Among the entries below, find the lines with "background" and copy them.

INFORMATION GIVEN>
=-=-=

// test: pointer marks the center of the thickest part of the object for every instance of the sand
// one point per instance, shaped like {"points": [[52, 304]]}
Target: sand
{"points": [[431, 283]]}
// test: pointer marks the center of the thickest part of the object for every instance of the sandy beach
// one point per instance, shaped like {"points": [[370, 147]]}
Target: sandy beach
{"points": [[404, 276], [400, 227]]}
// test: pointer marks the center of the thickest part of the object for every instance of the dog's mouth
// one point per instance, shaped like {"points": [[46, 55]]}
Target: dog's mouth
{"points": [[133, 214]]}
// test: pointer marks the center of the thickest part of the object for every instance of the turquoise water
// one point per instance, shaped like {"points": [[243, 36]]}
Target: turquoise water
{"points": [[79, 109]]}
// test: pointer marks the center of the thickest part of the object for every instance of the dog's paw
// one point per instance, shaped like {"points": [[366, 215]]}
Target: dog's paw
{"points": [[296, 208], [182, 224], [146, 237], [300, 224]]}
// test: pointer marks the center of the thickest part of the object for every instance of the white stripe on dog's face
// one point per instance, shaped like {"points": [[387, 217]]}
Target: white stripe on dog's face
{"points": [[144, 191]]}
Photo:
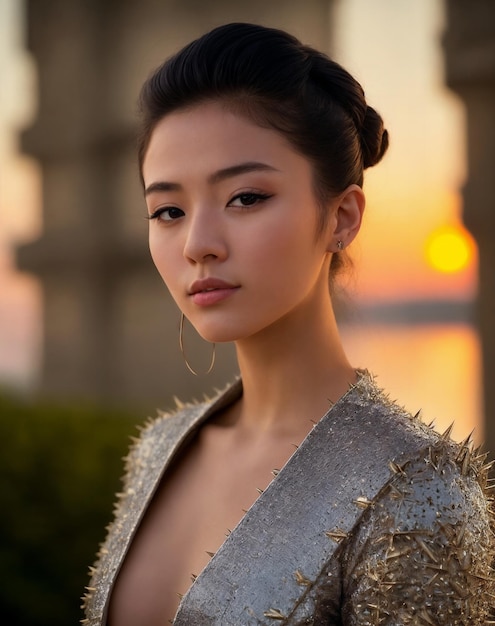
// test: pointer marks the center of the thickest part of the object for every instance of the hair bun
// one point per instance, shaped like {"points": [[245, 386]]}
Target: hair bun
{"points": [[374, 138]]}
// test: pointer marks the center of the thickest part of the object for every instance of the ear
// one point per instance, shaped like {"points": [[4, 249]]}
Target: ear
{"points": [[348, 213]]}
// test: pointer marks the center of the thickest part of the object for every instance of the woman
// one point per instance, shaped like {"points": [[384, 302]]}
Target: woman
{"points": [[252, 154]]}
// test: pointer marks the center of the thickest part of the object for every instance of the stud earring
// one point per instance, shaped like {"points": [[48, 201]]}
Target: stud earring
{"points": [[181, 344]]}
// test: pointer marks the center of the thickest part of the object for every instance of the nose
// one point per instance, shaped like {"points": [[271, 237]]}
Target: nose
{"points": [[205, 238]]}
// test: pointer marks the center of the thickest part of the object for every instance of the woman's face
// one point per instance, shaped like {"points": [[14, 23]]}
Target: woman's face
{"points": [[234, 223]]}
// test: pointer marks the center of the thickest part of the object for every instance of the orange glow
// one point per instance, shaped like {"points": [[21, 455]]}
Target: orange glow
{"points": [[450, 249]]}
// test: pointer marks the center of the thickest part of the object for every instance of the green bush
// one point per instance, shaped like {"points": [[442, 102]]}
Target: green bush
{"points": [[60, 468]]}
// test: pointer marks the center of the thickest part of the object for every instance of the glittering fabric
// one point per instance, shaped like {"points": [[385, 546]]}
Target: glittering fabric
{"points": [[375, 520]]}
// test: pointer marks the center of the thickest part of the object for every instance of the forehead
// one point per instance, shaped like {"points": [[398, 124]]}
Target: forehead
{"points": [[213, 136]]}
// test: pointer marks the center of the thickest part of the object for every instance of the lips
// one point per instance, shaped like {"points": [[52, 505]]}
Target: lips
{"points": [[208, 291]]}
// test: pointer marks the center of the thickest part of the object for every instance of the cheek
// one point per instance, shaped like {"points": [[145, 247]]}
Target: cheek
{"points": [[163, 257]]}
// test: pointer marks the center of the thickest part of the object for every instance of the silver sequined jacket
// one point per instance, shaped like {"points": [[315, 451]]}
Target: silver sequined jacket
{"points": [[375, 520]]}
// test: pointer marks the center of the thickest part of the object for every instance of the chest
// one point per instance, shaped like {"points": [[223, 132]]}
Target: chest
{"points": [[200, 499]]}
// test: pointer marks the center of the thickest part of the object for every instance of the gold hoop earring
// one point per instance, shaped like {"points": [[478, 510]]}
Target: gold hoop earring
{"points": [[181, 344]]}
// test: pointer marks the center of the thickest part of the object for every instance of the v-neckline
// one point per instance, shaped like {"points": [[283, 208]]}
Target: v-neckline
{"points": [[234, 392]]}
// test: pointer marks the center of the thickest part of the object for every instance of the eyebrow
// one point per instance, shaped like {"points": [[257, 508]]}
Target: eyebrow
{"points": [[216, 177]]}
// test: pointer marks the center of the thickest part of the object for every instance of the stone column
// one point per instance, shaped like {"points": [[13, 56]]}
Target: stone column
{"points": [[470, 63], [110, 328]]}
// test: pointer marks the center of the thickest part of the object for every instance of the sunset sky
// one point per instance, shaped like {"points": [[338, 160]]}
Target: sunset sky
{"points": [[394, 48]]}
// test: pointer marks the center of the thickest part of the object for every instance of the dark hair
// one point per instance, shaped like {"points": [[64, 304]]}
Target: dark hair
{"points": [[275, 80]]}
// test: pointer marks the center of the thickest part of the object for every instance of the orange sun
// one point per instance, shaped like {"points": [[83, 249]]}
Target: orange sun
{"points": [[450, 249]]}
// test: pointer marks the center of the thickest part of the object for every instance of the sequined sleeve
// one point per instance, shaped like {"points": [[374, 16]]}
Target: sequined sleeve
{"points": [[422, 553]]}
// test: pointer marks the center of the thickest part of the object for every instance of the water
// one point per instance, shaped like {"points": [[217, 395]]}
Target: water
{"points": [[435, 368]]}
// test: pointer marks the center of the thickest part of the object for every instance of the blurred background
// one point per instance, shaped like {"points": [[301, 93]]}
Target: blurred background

=-=-=

TASK RESPONSE>
// test: pointer marks the center of the thickest part of the object for every instance of the blurred background
Target: blurred background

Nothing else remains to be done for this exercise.